PROBLEM DESCRIPTION
Write the records out again, keeping each line exactly as it is.

DATA PROVIDED

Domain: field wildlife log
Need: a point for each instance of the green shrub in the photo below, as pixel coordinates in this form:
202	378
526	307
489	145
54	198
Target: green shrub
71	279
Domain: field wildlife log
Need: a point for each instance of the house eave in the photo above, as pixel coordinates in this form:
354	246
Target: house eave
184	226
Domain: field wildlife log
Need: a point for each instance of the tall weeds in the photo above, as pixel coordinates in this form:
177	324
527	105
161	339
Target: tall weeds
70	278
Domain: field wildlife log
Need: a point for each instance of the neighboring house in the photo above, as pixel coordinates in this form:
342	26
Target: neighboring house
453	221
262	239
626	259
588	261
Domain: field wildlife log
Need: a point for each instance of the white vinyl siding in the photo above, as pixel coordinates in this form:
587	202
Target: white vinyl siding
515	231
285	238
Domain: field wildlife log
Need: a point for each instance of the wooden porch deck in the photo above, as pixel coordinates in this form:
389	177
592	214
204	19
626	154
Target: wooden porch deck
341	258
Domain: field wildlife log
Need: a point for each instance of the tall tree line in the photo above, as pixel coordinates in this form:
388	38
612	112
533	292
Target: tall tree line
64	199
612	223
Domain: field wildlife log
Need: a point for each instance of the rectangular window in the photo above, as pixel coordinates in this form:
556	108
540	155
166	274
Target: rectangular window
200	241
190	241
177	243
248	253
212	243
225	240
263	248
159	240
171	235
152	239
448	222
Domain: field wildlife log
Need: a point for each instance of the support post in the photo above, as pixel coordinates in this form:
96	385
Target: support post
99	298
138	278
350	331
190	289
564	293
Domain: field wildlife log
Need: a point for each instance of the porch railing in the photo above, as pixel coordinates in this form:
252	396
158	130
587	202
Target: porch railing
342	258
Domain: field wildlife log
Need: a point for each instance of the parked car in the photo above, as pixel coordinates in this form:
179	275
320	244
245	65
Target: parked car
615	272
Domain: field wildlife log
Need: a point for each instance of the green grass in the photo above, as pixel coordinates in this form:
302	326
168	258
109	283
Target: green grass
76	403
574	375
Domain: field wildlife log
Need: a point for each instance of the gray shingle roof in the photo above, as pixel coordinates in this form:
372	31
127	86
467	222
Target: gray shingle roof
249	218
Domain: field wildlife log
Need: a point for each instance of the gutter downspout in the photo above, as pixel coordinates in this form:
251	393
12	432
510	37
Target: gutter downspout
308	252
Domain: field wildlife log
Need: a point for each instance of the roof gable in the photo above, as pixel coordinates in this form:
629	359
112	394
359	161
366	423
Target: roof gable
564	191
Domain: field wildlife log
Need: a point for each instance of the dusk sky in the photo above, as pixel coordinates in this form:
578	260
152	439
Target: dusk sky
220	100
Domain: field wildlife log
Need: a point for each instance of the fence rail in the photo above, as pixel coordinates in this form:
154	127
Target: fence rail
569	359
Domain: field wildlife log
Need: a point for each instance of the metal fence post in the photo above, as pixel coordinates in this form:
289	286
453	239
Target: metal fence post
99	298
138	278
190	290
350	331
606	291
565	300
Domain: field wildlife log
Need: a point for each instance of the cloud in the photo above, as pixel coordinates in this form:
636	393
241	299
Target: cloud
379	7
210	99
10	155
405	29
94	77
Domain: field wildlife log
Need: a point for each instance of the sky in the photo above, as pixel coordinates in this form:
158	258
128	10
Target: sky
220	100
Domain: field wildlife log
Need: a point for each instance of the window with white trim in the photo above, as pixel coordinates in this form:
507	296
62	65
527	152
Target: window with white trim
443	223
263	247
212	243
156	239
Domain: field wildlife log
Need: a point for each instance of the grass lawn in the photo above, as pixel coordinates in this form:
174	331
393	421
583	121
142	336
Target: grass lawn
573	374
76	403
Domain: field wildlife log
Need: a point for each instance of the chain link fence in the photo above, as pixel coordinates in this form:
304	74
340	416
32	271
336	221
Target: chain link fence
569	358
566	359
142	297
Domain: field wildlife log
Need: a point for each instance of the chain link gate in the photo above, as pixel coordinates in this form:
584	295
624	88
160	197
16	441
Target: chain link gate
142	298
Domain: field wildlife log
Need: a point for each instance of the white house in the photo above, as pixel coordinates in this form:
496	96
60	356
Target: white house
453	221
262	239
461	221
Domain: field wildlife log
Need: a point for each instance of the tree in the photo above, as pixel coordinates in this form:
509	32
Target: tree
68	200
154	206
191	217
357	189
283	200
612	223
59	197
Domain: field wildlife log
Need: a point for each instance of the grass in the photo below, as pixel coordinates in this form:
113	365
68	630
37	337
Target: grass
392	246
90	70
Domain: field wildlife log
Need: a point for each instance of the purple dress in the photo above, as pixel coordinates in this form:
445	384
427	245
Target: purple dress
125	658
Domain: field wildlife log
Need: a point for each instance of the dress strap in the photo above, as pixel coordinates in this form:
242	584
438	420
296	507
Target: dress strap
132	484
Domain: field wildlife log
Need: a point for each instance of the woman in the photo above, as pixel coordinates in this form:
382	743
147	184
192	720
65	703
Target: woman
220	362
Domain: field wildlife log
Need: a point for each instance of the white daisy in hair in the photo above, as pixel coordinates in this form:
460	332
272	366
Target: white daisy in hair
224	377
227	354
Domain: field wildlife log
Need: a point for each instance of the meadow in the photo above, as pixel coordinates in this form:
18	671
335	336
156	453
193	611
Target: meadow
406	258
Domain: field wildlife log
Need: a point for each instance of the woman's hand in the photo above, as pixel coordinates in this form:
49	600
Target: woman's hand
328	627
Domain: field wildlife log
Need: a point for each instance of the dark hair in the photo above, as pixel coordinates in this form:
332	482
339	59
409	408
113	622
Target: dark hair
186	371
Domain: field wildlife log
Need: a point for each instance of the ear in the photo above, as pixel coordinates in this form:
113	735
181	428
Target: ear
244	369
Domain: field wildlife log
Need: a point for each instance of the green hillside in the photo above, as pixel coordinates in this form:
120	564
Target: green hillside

THE SOLUTION
Domain: field wildlife log
Need: a point for each instance of the green shrub in the photo below, as pixel coordinates in this form:
202	378
526	307
489	145
54	198
Target: green shrub
71	279
Domain: field wildlife log
Need: a point for each instance of the house eave in the photo above, as pixel coordinates in this form:
354	246
Target: house eave
184	226
Domain: field wildlife log
Need: a point for each instance of the tall weeds in the photo above, as pixel coordinates in this form:
177	324
527	105
161	339
Target: tall weeds
70	278
Domain: field wildlife log
Need: a point for each instance of the neighboring house in the photo above, as pixel coordinates in this form:
342	26
Target: neighboring house
453	221
262	239
626	259
588	261
Domain: field wildlife log
Need: a point for each instance of the white vinyl siding in the photo above, as pixel coordinates in this form:
587	202
Target: white vinyl siding
515	231
285	238
Domain: field wildlife log
Need: a point for each instance of the wooden porch deck in the photo above, as pixel coordinates in this form:
389	177
592	214
204	19
626	154
Target: wooden porch deck
341	258
Domain: field wildlife log
Need: a point for each instance of the tall tree line in the photo above, as pixel coordinates in this form:
388	38
612	112
533	292
Target: tall tree line
64	199
612	223
Domain: field wildlife log
Need: a point for each instance of the rectangular window in the photo above, as pixel coordinates in this form:
556	108
540	155
166	274
Target: rectangular window
200	241
190	241
177	243
248	253
212	243
225	240
263	248
159	240
171	235
152	239
448	222
Domain: field wildlife log
Need: a point for each instance of the support post in the photo above, as pixel coordinates in this form:
96	385
Target: support post
99	298
138	278
350	331
190	289
564	293
Domain: field wildlife log
Need: a point for each instance of the porch railing in the photo above, as pixel coordinates in this form:
252	396
158	130
587	202
Target: porch railing
342	258
Domain: field wildlife log
Need: a point for each instance of the parked car in the photo above, as pixel coordinates in this form:
179	275
320	244
245	65
Target: parked car
615	272
Domain: field wildlife log
Need: a point for each instance of the green grass in the photo above, as pixel coordinates in this form:
302	326
168	258
109	283
Target: green grass
76	403
574	375
Domain: field wildlife log
Need: a point for each instance of the gray shingle roof in the photo above, as pixel coordinates in this form:
372	31
127	86
467	222
Target: gray shingle roof
249	218
Domain: field wildlife log
Need: a point for each instance of the gutter downspout in the photo above, as pixel coordinates in this form:
251	393
12	432
510	37
Target: gutter downspout
308	252
Domain: field wildlife log
Need: a point for each instance of the roof gable in the photo above, as pixel coordinates in this form:
629	359
112	394
359	161
366	423
Target: roof gable
564	191
Domain: field wildlife log
Need: a point for each instance of the dusk sky in the photo above, as pixel coordinates in this form:
578	260
152	439
Target: dusk sky
220	100
Domain: field wildlife log
Need: a point for each instance of the fence rail in the photo above, as pixel coordinates in this form:
154	127
Target: fence rail
569	359
Domain: field wildlife log
Need: a point for each instance of the metal fence post in the photo above, as pixel coordinates in this form:
289	286
453	239
Target: metal fence post
99	298
138	278
190	290
350	331
606	291
565	300
Domain: field wildlife log
Need: a point for each instance of the cloud in the photo above, as pixel coordinates in this form:
636	393
241	299
Target: cloud
379	7
210	99
10	155
405	29
94	77
Domain: field wildlife log
Need: a point for each instance of the sky in the photo above, as pixel coordinates in this form:
158	258
128	10
Target: sky
220	100
Domain: field wildlife log
Need: a point for each instance of the window with white trim in the photo above, as pixel coordinates in this form:
507	296
62	65
527	152
Target: window with white trim
443	223
263	247
212	243
156	239
Domain: field wildlife log
Need: a point for each instance of the grass lawn in the photo above, as pixel coordinates in this form:
174	331
393	421
583	121
142	336
Target: grass lawn
573	374
76	403
Domain: field wildlife log
Need: a point for each instance of the chain link fence in the photo above, as pixel coordinates in this form:
304	74
340	416
32	271
336	221
Target: chain link fence
569	358
566	359
142	297
Domain: field wildlife log
Need: a point for each instance of the chain link gate in the photo above, as pixel coordinates in this form:
584	295
624	88
160	197
16	441
Target: chain link gate
142	298
Domain: field wildlife log
Need: a point for each instance of the white house in the photo above, as pixel coordinates in this form:
496	96
60	356
Target: white house
453	221
262	239
461	221
Domain: field wildlife log
Need: a point for each instance of the tree in the photo above, as pixel coordinates in this form:
509	32
Target: tree
68	200
154	206
191	217
357	189
283	200
612	223
59	197
Domain: field wildlife log
Need: a point for each instance of the grass in the photo below, as pixel coordinates in this form:
113	365
68	630
37	337
Target: grass
392	246
90	70
Domain: field wildlife log
Need: a point for each instance of the purple dress in the photo above, as pixel coordinates in this form:
445	384
427	245
Target: purple dress
125	658
Domain: field wildlife log
Need: a point for each instance of the dress strap in the photo above, as pixel coordinates in this form:
242	584
438	420
296	507
Target: dress strap
132	484
Domain: field wildlife log
Need: a point for each instance of the woman in the photo above, as pixel coordinates in this form:
382	743
147	184
192	720
65	703
Target: woman
220	362
Domain: field wildlife log
Need: a point for each instance of the white daisy in hair in the photo above, as pixel coordinates in this form:
460	332
272	366
Target: white daisy in hair
224	377
227	354
Domain: field wildlife log
Need: a point for each instance of the meadow in the photo above, as pixel coordinates in this form:
18	671
335	336
156	453
193	611
Target: meadow
406	258
Domain: field wildlife log
Need: a point for each instance of the woman's hand in the photo above, as pixel coordinates in this form:
49	600
Target: woman's hand
328	627
Domain: field wildlife log
Need: a point for each instance of the dark hair in the photo above, as pixel coordinates in this form:
332	482
339	59
409	408
113	622
Target: dark hair
186	371
Domain: field wildlife log
Need: a point for each instance of the ear in the photo above, as pixel coordinates in this form:
113	735
181	428
Target: ear
244	369
Domain: field wildlife log
Need: a point for each instance of the green hillside in the photo above, as pixel coordinates in this form:
120	564
Target: green hillside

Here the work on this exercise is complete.